READING PASSAGE:

    In my opinion, the study addresses an important point. Indeed, many discovery algorithms have been based on mutational recurrence. While these strategies robustly identify the most frequently mutated cancer genes, they yield diminishing returns for rare driver genes so that several magnitudes of large datasets would be required for identification of rare driver genes. Therefore, network-based identification of rare driver genes could be a useful criterion to identify rare driver genes, for instance, based on their interaction with canonical drivers. If could have an important impact on diagnostics and therapeutic decision making.

    While this idea is intriguing, it is not entirely novel. For more than a decade, mutation data in TCGA have been viewed in networks and many previous studies have tried to identify driver genes based on networks. I think a critical point would be to compare the authors' methods against these previous approaches and to demonstrate that it overcomes the limitations that previous studies reported in this field. Also, it was unclear to me whether the authors were able to achieve their goal to identify genes based on network contexts - i.e., is there a new class of driver genes that can be identified based on their approach that could not be understood based on previous studies? Alternatively, could this method/strategies be expanded to predict other phenotypes than driver genes.

    In sum, the study provides a very interesting approach to the discovery of rare driver genes. The authors have invested a lot of work to perform many technical validation analyses of their approach.

  4. Reviewer #2 (Public Review):

    Petrov et al present NEAdriver, a network-based method aimed at the identification of mutational (point mutations and copy number variants) driver genes across tumors. This is a timely subject, which constitutes one of the main aims of cancer genomics.

    I have two main lines of criticism to the paper. The first concerns the algorithm itself, which I feel is not thoroughly explained and described. The second concern is results which I find insufficiently described and incompletely validated from my point of view.

EXERCISE DATA:

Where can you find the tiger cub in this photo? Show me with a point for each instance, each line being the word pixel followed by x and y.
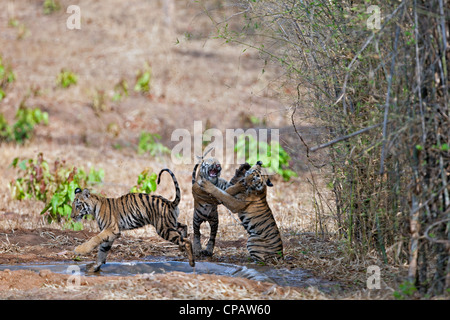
pixel 205 207
pixel 247 198
pixel 127 212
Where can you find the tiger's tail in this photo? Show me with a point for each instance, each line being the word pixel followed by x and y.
pixel 177 199
pixel 194 173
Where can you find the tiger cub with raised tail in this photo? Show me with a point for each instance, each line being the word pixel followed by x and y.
pixel 205 206
pixel 130 211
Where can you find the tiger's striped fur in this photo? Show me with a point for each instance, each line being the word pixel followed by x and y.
pixel 127 212
pixel 247 198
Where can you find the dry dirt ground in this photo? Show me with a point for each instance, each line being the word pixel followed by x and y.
pixel 194 78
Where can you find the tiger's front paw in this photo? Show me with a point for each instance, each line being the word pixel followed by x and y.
pixel 83 249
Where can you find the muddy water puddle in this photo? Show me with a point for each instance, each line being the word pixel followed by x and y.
pixel 282 277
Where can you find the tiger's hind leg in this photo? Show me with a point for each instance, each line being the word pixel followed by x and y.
pixel 182 228
pixel 101 256
pixel 175 237
pixel 197 246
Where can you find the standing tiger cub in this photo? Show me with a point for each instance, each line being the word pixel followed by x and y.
pixel 127 212
pixel 205 206
pixel 247 198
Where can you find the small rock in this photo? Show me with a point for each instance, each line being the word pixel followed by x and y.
pixel 44 273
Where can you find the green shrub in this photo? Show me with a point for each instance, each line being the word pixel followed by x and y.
pixel 66 78
pixel 7 77
pixel 146 182
pixel 23 128
pixel 143 80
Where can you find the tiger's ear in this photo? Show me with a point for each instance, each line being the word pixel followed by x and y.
pixel 86 193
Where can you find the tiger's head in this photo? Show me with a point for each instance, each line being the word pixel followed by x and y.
pixel 256 180
pixel 210 170
pixel 83 204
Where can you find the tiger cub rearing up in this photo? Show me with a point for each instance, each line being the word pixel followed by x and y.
pixel 127 212
pixel 247 198
pixel 205 206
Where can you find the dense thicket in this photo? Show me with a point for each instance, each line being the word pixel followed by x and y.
pixel 376 75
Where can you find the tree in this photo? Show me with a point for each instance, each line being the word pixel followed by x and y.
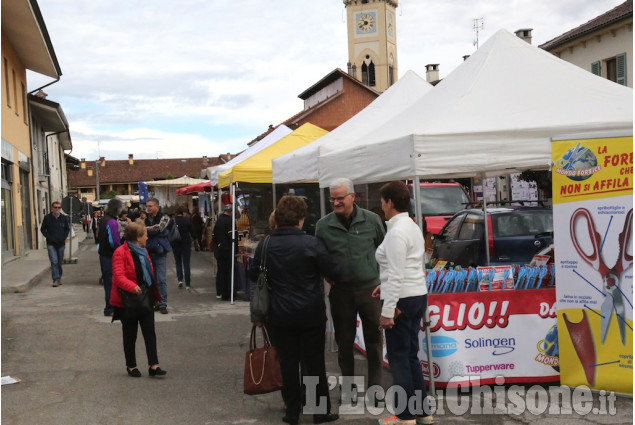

ASSIGNMENT: According to the review excerpt above, why could network-based identification be a useful way to find rare driver genes? Answer in one to three sentences.

SOLUTION FOR THIS EXERCISE: Discovery methods based on mutational recurrence reliably find the most frequently mutated cancer genes but give diminishing returns for rare driver genes. Finding those rare genes this way would require datasets several magnitudes larger. Network-based identification offers another route, for instance through the genes' interaction with canonical drivers.